What to work on
For each line of the data below, copy it if it holds the word "photograph".

Point-per-instance localization data:
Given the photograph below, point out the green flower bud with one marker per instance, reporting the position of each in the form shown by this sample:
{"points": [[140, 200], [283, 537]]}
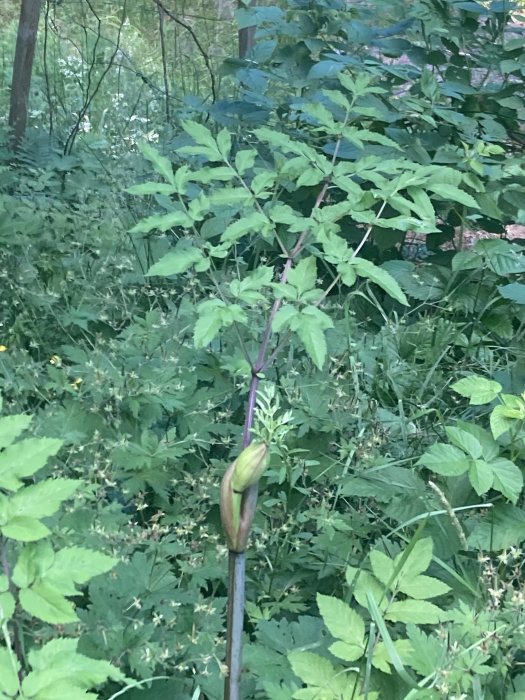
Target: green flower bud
{"points": [[249, 466]]}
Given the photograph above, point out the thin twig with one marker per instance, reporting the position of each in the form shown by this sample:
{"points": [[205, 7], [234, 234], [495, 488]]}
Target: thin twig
{"points": [[203, 53]]}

Exercise answer
Given the photograph below, point out the green flower bud with one marker per instance, reporting the position of each in the form shown by this sample:
Given the photograph above, point out the thin twig with one marker per instance, reporting the position of each in the form shown by this sample:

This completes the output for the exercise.